• [CONSIGNE]: Recopiez tel quel, du début à la fin, le passage ci-dessous sur l'autocensure dans les séries télévisées.

• [PASSAGE]:
....

A aucun moment je ne veux dire que c’est là un écueil dans lequel une série de la SVOD ne pourrait pas échouer ; ni les plateformes de streaming, ni le câble d’ailleurs, ne sont des garanties de quoi que ce soit. La télévision c’est, quelle que soit sa forme, une industrie avant tout, et fâcher les spectateurs n’est jamais le but de personne. Mais il est certain que le risque encouru sur un network comme CBS est plus grand, et que donc, l’auto-censure est plus fréquente.
Loin d’être un problème qui disqualifie les séries de la télévision linéaire, ou de network, ou quoi que ce soit d’autre, c’est une donnée qui a toujours été partie intégrante de la vie des séries. C’est le jeu, en un sens : les scénaristes jouent avec les limites des diffuseurs, parfois réussissent à les repousser… parfois, non. L’histoire de la télévision est pavée de séries ayant réussi à déplacer le curseur, parfois juste d’un cran, entrouvrant la porte pour la prochaine série prête à tenter de le déplacer encore la fois suivante. Je crois même fermement que les séries s’épanouissent non pas dans une liberté totale, mais d’une certaine forme de contrainte, qu’il faut s’échiner à contourner puis dépasser (l’une des formes télévisuelles les plus populaires, le sitcom, est même née de la contrainte).

....

• [MATÉRIEL FOURNI]:

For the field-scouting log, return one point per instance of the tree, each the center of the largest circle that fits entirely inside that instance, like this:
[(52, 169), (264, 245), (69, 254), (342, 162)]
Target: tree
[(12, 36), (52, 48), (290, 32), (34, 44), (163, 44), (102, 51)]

....

• [RÉPONSE COMPLÈTE]:
A aucun moment je ne veux dire que c’est là un écueil dans lequel une série de la SVOD ne pourrait pas échouer ; ni les plateformes de streaming, ni le câble d’ailleurs, ne sont des garanties de quoi que ce soit. La télévision c’est, quelle que soit sa forme, une industrie avant tout, et fâcher les spectateurs n’est jamais le but de personne. Mais il est certain que le risque encouru sur un network comme CBS est plus grand, et que donc, l’auto-censure est plus fréquente.
Loin d’être un problème qui disqualifie les séries de la télévision linéaire, ou de network, ou quoi que ce soit d’autre, c’est une donnée qui a toujours été partie intégrante de la vie des séries. C’est le jeu, en un sens : les scénaristes jouent avec les limites des diffuseurs, parfois réussissent à les repousser… parfois, non. L’histoire de la télévision est pavée de séries ayant réussi à déplacer le curseur, parfois juste d’un cran, entrouvrant la porte pour la prochaine série prête à tenter de le déplacer encore la fois suivante. Je crois même fermement que les séries s’épanouissent non pas dans une liberté totale, mais d’une certaine forme de contrainte, qu’il faut s’échiner à contourner puis dépasser (l’une des formes télévisuelles les plus populaires, le sitcom, est même née de la contrainte).